BEGIN SUPPLIED MATERIAL

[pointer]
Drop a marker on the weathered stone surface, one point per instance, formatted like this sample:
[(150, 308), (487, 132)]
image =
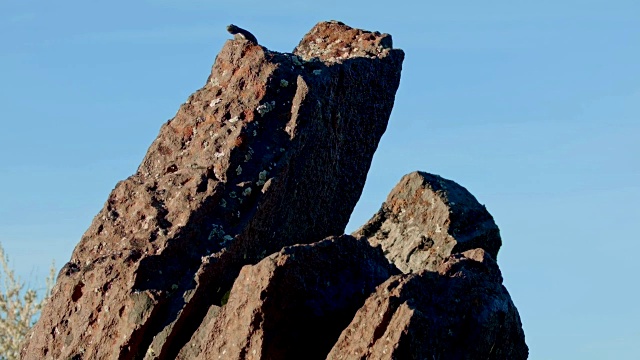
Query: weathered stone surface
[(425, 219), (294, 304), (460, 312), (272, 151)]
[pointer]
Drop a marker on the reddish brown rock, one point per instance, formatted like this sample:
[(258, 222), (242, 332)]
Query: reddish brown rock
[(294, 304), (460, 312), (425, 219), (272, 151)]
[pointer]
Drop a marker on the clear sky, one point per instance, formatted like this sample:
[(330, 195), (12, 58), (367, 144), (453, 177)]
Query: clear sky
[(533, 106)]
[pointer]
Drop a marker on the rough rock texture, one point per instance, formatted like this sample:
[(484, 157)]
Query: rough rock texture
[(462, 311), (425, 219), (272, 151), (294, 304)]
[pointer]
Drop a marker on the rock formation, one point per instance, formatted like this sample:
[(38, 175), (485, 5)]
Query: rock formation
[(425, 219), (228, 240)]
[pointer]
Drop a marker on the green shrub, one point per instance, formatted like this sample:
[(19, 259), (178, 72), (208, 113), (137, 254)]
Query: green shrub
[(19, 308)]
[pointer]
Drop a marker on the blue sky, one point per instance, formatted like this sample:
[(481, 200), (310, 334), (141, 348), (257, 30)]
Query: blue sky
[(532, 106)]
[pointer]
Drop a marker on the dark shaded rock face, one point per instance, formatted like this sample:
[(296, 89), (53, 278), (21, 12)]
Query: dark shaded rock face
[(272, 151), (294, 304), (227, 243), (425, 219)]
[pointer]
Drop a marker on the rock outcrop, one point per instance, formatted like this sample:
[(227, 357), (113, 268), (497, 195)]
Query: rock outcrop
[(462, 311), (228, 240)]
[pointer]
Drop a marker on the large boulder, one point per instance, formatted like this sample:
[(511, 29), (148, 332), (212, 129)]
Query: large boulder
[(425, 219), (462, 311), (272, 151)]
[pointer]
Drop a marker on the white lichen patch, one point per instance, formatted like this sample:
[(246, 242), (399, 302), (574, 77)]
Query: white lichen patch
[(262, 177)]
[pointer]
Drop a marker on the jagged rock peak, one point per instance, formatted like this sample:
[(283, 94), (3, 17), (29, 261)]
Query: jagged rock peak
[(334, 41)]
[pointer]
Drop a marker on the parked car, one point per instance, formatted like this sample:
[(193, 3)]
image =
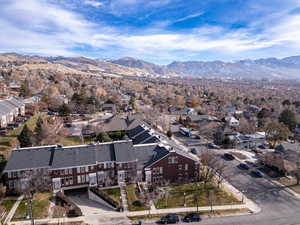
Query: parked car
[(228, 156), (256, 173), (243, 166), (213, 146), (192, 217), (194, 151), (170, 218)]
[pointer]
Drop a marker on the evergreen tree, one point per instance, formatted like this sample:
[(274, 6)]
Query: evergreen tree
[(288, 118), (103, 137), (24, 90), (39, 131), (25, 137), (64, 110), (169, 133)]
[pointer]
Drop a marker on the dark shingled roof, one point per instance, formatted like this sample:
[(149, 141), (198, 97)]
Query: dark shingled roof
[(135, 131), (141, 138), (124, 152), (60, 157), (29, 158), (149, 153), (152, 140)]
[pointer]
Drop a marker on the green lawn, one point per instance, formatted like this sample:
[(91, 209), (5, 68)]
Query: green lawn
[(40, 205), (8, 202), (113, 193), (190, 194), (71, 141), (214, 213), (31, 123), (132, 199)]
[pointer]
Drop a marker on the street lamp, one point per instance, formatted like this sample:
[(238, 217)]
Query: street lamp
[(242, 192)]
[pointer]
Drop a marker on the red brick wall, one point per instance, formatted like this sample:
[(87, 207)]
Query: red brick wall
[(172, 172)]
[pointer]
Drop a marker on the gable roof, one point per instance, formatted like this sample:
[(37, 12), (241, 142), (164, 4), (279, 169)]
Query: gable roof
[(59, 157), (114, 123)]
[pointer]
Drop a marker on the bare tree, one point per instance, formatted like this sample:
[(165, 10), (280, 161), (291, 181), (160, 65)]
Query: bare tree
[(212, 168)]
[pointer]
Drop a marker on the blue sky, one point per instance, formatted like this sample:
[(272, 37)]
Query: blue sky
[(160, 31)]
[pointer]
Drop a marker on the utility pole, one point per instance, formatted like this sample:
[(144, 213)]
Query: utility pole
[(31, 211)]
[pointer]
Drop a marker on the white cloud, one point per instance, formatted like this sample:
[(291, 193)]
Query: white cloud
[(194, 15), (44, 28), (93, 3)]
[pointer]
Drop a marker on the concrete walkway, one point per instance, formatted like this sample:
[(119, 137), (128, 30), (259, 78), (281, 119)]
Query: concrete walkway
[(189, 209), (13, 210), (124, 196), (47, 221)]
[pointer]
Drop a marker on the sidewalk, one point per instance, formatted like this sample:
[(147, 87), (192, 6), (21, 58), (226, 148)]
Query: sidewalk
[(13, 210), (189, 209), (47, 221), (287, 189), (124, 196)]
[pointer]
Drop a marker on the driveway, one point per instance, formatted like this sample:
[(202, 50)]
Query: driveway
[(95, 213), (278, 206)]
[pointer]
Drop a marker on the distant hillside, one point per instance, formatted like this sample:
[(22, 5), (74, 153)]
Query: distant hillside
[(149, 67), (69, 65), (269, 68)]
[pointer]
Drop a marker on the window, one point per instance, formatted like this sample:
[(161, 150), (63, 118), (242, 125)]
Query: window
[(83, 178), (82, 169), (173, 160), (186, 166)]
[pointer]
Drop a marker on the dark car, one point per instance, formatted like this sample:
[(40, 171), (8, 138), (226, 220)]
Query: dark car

END SUPPLIED MATERIAL

:: ACTION ITEM ::
Retype the records above exactly, leaving every picture out of your copy.

:: SOLUTION TO THIS EXERCISE ::
[pointer]
Drop a marker on the weathered stone surface, one point per instance, formatted like this sample:
[(150, 308), (487, 132)]
image =
Query: weathered stone surface
[(425, 219), (294, 304), (460, 312), (272, 151)]
[pointer]
Drop a marker on the reddish brown rock, one point per instance, formatted like this sample:
[(258, 222), (242, 332)]
Query: reddish brown rock
[(294, 304), (460, 312), (425, 219), (272, 151)]
[pointer]
Drop a marker on the clear sky, one point per instance, formatted like this sample:
[(330, 195), (12, 58), (367, 144), (453, 177)]
Query: clear sky
[(533, 106)]
[pointer]
Drop a marker on the rough rock texture, one point per instance, formatted like this sample:
[(484, 157)]
Query: rough rock texture
[(462, 311), (425, 219), (272, 151), (294, 304)]
[pointer]
Drop a marker on the rock formation, one point per instance, formatted like this sample:
[(38, 175), (485, 5)]
Query: rock formation
[(425, 219), (228, 240)]
[pointer]
Drop a marker on the green shrub, one point per instance, formatted like this sample:
[(19, 259), (178, 72), (208, 113), (137, 254)]
Query: green shrub
[(19, 308)]
[pointer]
Drop a marker on the blue sky, one point per instance, formatted like this sample:
[(481, 200), (310, 334), (141, 348), (257, 30)]
Query: blue sky
[(532, 106)]
[pointer]
Drop a marker on the dark shaded rock face, one point per instance, formatted like this sample:
[(296, 89), (53, 278), (21, 12)]
Query: dark shaded rock face
[(272, 151), (294, 304), (227, 243), (425, 219)]
[pointer]
Drop a marker on the rock outcrop, one point per instance, formatted like this sample:
[(227, 357), (113, 268), (497, 195)]
Query: rock outcrop
[(462, 311), (228, 240)]
[pointer]
Drop a marker on the large boulder, one point per instance, formatted like this sample:
[(511, 29), (148, 332), (212, 129)]
Query: large boulder
[(425, 219), (462, 311), (272, 151)]
[pointer]
Drop a marker on the white lichen patch, one point per instance, formatted like this sample:
[(246, 242), (399, 302), (574, 77)]
Query: white lichen patch
[(262, 177)]
[pointer]
Drop a marker on the jagged rock peak, one point per instance, formatted like this sample:
[(283, 94), (3, 17), (29, 261)]
Query: jagged rock peak
[(334, 41)]
[pointer]
Drop a marker on the parked car, one point per instance, formatted like this sample:
[(193, 3)]
image =
Query: parked car
[(228, 156), (256, 173), (243, 166), (213, 146), (192, 217), (194, 151), (170, 218)]
[pointer]
Drop a marker on the evergreen tree, one point per instance, formatted like this sample:
[(274, 6)]
Query: evergreen tree
[(288, 118), (103, 137), (24, 90), (39, 131), (25, 137), (64, 110), (169, 133)]
[pointer]
Drop a marker on the dark shingled roof, one point per instance, formatted like this sample:
[(149, 141), (198, 97)]
Query: dark shingled roof
[(135, 131), (141, 138), (124, 152), (60, 157), (29, 158), (149, 153), (152, 140)]
[pointer]
Drop a marker on the green lawn, one point per instance, formatted like this sample:
[(91, 209), (5, 68)]
Query: green lawn
[(40, 205), (8, 202), (113, 193), (190, 194), (71, 141), (214, 213), (31, 123), (132, 199)]
[pointer]
Drop a marker on the street lamp, one point per instance, formatted like this sample:
[(238, 217)]
Query: street lamp
[(242, 192)]
[pointer]
Drop a marker on the red brick wall, one point per instance, formatted like this sample:
[(87, 207)]
Query: red brick wall
[(172, 172)]
[pointer]
Drop a marker on the gable roof, one point per instance, formatted like this sample:
[(37, 12), (241, 142), (164, 4), (279, 169)]
Query: gable roof
[(59, 157), (114, 123)]
[pointer]
Drop a marker on the bare tree, one point per instance, formatted like this sample:
[(165, 10), (280, 161), (291, 181), (160, 65)]
Query: bare tree
[(212, 168)]
[pointer]
Drop a marker on the blue sky, one point per instance, formatted like this sample:
[(272, 37)]
Query: blue sky
[(160, 31)]
[pointer]
Drop a marker on the utility pole, one point per instance, formatted like this sample:
[(144, 213)]
Query: utility pole
[(31, 211)]
[pointer]
Drop a marker on the white cloud, one point per instance, formatted like this sample:
[(291, 193)]
Query: white cloud
[(194, 15), (44, 28), (93, 3)]
[pointer]
Drop a marker on the concrete walkway, one point per instance, formatted like this sample:
[(119, 137), (128, 30), (259, 78), (281, 119)]
Query: concrete walkway
[(189, 209), (13, 210), (124, 196), (47, 221)]
[pointer]
Drop a marker on the sidewalk, one point per instance, formatted like this sample:
[(147, 87), (192, 6), (21, 58), (226, 148)]
Query: sidewalk
[(13, 210), (189, 209), (47, 221), (287, 189), (124, 196)]
[pointer]
Drop a marker on the driveway, one point per instance, formatted like this sample:
[(202, 50)]
Query: driveway
[(95, 213), (278, 206)]
[pointer]
Drop a marker on the distant hillside, one point per instance, formatted like this sample:
[(22, 5), (74, 153)]
Query: distant hillside
[(149, 67), (69, 65), (269, 68)]
[pointer]
Drop a marker on the window, one point per instance, formatted like this sample:
[(161, 150), (63, 118), (242, 125)]
Query: window
[(83, 178), (82, 169), (173, 160), (186, 166)]
[pointer]
Drop a marker on the dark car, one point per instance, formatted like this sample:
[(40, 171), (8, 138), (226, 220)]
Query: dark car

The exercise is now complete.